Provided data »
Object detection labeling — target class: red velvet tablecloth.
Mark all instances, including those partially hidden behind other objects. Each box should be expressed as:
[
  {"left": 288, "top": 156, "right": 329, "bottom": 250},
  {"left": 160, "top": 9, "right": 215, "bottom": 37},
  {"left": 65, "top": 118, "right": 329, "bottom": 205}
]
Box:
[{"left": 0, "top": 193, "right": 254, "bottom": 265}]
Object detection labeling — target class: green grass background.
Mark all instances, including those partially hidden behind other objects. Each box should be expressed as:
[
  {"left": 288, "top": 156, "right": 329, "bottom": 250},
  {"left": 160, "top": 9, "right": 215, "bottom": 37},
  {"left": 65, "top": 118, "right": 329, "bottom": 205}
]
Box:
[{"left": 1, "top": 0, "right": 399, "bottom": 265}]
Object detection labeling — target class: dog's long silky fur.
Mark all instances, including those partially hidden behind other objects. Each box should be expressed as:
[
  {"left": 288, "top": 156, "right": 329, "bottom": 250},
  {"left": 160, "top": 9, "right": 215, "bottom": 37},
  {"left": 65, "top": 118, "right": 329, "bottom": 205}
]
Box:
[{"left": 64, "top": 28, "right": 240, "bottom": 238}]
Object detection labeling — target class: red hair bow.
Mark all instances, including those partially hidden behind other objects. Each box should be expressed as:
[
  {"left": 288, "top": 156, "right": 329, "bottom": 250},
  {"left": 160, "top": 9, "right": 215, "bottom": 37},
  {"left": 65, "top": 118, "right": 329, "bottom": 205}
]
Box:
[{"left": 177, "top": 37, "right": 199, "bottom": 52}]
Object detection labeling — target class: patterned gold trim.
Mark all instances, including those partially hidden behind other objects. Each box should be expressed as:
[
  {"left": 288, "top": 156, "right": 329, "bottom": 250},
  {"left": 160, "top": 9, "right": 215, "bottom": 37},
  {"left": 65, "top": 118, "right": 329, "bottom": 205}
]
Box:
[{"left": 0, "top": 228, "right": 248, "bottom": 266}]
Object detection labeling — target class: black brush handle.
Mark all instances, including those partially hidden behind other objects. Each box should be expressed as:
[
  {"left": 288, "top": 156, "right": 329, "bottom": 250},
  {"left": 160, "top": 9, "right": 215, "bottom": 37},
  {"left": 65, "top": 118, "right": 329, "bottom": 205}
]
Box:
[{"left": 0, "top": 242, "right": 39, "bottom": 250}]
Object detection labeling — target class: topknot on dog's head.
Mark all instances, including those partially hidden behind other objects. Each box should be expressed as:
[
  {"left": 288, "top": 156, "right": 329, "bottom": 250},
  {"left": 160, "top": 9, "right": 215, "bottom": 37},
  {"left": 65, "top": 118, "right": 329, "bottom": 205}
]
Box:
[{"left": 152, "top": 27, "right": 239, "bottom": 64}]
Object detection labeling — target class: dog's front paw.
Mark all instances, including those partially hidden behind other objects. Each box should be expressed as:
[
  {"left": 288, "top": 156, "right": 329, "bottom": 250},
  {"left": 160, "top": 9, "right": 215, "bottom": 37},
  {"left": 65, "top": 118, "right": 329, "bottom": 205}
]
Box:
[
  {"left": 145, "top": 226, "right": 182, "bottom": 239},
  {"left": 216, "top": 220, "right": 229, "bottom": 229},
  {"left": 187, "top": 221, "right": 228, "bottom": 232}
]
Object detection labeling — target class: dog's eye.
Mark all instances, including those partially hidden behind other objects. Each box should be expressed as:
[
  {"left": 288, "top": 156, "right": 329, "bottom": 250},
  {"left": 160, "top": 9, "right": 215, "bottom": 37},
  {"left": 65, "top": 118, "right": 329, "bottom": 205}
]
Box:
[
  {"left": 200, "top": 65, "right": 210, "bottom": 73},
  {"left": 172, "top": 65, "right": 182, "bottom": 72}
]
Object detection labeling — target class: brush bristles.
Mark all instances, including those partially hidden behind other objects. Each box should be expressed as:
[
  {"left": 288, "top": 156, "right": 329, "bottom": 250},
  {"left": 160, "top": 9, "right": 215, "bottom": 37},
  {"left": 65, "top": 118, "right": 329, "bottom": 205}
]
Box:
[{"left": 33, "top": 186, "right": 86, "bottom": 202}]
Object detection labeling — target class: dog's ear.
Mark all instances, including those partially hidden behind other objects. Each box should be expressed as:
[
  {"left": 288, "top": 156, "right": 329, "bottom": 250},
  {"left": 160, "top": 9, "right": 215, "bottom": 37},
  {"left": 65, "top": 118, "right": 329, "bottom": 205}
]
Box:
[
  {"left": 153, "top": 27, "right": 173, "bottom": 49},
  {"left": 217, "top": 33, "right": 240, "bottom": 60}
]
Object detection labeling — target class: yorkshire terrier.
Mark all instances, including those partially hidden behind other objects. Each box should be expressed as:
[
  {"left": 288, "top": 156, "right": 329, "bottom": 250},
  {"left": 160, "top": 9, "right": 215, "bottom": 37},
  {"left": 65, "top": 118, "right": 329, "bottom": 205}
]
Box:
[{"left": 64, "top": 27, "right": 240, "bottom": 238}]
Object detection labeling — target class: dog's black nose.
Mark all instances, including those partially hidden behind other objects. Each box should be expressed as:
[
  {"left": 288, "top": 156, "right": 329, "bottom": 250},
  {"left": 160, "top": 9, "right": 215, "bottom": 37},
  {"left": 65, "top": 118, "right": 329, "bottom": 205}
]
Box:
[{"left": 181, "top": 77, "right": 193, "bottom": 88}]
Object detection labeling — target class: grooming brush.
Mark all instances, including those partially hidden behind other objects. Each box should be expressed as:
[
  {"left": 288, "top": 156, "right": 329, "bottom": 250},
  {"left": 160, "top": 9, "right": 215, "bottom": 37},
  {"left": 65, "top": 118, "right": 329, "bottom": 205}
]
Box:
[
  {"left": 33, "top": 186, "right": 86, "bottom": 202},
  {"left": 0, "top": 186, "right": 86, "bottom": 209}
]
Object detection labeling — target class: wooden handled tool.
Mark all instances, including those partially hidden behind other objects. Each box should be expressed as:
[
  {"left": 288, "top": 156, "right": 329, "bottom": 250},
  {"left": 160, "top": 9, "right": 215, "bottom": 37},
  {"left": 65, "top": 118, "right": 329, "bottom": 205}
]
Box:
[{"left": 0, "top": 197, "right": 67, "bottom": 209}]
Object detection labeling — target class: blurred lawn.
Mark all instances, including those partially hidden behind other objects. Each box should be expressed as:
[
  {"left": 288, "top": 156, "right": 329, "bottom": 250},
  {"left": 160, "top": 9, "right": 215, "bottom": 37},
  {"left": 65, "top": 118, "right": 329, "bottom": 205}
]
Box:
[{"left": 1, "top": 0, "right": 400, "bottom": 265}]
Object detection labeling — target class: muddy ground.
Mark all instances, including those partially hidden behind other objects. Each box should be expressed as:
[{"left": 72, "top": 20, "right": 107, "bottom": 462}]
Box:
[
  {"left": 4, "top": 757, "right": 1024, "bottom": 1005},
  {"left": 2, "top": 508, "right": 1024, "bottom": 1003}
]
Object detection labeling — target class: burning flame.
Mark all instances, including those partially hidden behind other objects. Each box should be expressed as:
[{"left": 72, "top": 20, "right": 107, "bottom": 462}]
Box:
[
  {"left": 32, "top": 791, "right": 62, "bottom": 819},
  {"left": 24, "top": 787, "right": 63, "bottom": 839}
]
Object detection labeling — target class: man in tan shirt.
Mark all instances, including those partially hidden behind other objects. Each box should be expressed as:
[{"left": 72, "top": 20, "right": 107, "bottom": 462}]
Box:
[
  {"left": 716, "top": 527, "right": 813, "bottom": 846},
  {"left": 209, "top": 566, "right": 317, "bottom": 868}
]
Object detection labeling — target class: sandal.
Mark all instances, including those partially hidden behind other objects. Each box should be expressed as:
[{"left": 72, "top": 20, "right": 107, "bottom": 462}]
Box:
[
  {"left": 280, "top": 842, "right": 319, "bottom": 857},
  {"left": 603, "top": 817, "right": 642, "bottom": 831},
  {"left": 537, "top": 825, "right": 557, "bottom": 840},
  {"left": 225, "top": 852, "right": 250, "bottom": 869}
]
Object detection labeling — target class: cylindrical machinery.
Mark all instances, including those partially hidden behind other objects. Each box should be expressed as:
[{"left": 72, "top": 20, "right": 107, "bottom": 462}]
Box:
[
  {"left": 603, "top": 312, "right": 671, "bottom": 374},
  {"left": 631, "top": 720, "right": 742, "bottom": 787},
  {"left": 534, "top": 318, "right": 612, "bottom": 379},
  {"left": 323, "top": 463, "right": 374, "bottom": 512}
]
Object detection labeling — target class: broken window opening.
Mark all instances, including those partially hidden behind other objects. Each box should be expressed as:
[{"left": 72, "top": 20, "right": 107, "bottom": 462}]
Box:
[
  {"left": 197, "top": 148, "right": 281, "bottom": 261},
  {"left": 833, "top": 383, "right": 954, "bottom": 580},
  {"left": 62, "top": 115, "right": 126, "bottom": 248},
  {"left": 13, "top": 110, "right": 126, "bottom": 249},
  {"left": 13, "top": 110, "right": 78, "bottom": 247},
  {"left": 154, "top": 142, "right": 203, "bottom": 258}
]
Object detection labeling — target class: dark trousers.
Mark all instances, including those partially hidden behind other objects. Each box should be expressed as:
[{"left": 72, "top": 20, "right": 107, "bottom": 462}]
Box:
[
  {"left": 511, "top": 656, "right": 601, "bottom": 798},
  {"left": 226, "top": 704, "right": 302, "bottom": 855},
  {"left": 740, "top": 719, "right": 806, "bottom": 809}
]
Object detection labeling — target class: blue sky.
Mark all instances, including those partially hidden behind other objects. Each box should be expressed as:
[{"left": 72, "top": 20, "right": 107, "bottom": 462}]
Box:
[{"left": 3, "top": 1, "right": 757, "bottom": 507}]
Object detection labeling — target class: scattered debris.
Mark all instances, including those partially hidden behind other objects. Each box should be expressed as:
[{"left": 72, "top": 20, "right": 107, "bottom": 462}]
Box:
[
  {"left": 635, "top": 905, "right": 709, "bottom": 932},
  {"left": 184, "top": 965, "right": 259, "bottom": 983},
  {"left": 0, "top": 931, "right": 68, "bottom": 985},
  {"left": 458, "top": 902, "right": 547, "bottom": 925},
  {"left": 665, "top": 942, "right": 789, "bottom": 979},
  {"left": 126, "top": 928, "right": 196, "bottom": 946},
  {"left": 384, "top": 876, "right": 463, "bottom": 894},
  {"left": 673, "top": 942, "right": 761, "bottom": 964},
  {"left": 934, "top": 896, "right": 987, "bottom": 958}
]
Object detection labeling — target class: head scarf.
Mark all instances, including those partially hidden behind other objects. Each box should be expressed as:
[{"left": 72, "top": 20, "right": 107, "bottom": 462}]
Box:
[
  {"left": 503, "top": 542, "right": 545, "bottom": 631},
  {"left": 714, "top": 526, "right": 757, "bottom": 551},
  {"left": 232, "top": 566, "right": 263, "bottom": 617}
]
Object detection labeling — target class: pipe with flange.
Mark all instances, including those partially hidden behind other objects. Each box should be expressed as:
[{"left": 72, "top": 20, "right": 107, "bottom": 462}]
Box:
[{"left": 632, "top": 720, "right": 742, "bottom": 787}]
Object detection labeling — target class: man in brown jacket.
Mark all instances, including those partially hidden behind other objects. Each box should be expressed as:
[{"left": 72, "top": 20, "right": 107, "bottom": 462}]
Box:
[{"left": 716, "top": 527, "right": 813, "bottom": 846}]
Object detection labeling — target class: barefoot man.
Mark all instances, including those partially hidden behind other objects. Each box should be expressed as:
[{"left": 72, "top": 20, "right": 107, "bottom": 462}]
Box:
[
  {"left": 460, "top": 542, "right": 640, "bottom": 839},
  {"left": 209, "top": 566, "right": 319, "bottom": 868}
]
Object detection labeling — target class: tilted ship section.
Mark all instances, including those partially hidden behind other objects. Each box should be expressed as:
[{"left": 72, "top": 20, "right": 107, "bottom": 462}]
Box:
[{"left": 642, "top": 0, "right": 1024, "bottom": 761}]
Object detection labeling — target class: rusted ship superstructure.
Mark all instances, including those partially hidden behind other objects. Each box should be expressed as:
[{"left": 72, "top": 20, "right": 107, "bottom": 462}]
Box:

Task brief »
Go through the entries above and count each line that contains the string "black". Reply only with the total.

Task result »
2